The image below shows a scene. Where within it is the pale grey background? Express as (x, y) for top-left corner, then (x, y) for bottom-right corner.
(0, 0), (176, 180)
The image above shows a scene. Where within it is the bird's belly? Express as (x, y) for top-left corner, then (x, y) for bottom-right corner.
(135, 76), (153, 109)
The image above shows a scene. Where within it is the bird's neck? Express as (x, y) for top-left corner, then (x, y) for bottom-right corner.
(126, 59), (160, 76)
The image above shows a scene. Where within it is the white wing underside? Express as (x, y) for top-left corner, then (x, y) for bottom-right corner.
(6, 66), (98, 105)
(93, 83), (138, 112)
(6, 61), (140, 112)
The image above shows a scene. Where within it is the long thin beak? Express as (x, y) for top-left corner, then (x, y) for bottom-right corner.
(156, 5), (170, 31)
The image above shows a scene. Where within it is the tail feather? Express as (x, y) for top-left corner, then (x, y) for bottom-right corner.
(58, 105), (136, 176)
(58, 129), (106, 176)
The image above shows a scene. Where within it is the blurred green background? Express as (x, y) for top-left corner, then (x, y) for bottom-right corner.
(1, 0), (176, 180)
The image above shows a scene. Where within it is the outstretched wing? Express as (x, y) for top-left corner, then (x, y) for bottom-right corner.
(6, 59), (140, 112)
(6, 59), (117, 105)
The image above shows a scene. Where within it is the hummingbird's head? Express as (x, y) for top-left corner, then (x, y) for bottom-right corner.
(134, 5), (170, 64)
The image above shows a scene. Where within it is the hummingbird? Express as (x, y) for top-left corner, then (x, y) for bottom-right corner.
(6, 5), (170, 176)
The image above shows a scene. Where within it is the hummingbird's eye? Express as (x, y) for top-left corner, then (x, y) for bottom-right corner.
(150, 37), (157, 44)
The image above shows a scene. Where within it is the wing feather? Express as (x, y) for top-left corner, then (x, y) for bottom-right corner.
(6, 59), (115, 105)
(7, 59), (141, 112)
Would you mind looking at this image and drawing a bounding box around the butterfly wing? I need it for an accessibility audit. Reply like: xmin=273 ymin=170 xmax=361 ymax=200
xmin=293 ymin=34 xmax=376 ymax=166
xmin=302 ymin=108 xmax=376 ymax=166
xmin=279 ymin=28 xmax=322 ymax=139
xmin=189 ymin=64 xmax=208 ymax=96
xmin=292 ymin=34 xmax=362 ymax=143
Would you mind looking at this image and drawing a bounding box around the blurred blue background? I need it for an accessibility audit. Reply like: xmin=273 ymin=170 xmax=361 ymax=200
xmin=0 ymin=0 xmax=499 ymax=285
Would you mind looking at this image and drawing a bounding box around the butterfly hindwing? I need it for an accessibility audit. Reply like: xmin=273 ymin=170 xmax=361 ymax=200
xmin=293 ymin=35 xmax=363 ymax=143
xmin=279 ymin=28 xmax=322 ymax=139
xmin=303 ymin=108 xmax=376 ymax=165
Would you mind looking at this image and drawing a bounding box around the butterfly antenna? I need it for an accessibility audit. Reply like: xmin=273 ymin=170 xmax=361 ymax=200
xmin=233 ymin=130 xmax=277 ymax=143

....................

■ EXERCISE AIM ■
Each line in the material above must be retyped without alteration.

■ TASK OUTPUT ■
The image below shows a scene. Where within it is the pale grey background? Express as (x, y) for top-left corner, then (x, y) for bottom-right corner.
(0, 0), (176, 180)
The image above shows a scene. Where within it is the bird's belly? Express as (x, y) for top-left corner, then (x, y) for bottom-right corner.
(135, 76), (153, 109)
The image above shows a scene. Where within it is the bird's neck? Express as (x, y) for top-left corner, then (x, y) for bottom-right corner.
(126, 59), (160, 76)
The image above shows a scene. Where within it is the white wing underside? Express as (x, y) for top-left corner, then (x, y) for bottom-right corner.
(6, 66), (98, 105)
(93, 83), (138, 112)
(6, 61), (140, 112)
The image above shows a scene. Where within it is the long thin beak? Express as (x, y) for top-left corner, then (x, y) for bottom-right corner.
(156, 5), (170, 31)
The image above shows a scene. Where within it is the tail feather? Express as (x, y) for top-left corner, then (x, y) for bottom-right corner.
(58, 105), (136, 176)
(58, 129), (106, 176)
The image above shows a scene. Where within it is the blurred green background? Express as (x, y) for top-left corner, then (x, y) for bottom-right corner.
(1, 0), (176, 180)
The image above shows a scene. Where within it is the outstretched wing? Express as (x, y) for top-left corner, then (x, y) for bottom-right corner.
(6, 59), (140, 112)
(6, 59), (117, 105)
The image above shows a scene. Where within it is the hummingbird's head? Express as (x, y) for top-left corner, then (x, y) for bottom-right corner.
(134, 5), (170, 64)
The image above shows a scene. Where within it is the hummingbird? Express as (x, y) for top-left corner, then (x, y) for bottom-right corner.
(6, 5), (170, 176)
The image above shows a scene. Where within it is the hummingbird's eye? Express as (x, y) for top-left corner, then (x, y) for bottom-right corner.
(150, 37), (157, 44)
The image above shows a scene. Where within it is the wing feather? Express as (x, y) for top-left corner, then (x, y) for bottom-right corner.
(6, 59), (115, 105)
(7, 59), (141, 112)
Would you mind looking at this image and drawing a bounding box around the butterfly wing? I need it for an accessibility audit. Reply like: xmin=273 ymin=170 xmax=361 ymax=200
xmin=293 ymin=34 xmax=376 ymax=166
xmin=302 ymin=108 xmax=376 ymax=166
xmin=279 ymin=28 xmax=322 ymax=139
xmin=189 ymin=64 xmax=208 ymax=96
xmin=292 ymin=34 xmax=362 ymax=143
Would you mind looking at this image and drawing a bounding box around the blurred blue background? I need it for an accessibility audit. Reply like: xmin=273 ymin=170 xmax=361 ymax=200
xmin=0 ymin=0 xmax=499 ymax=285
Would you mind looking at this image and drawing a bounding box around the butterfly hindwing? I need it for an accessibility audit. Reply like: xmin=273 ymin=170 xmax=361 ymax=200
xmin=293 ymin=35 xmax=363 ymax=143
xmin=279 ymin=28 xmax=322 ymax=139
xmin=303 ymin=108 xmax=376 ymax=165
Would you mind looking at this image and drawing a bounding box around the butterfly antenna? I need it for an accessibility audit. Reply like: xmin=273 ymin=170 xmax=361 ymax=200
xmin=233 ymin=130 xmax=277 ymax=143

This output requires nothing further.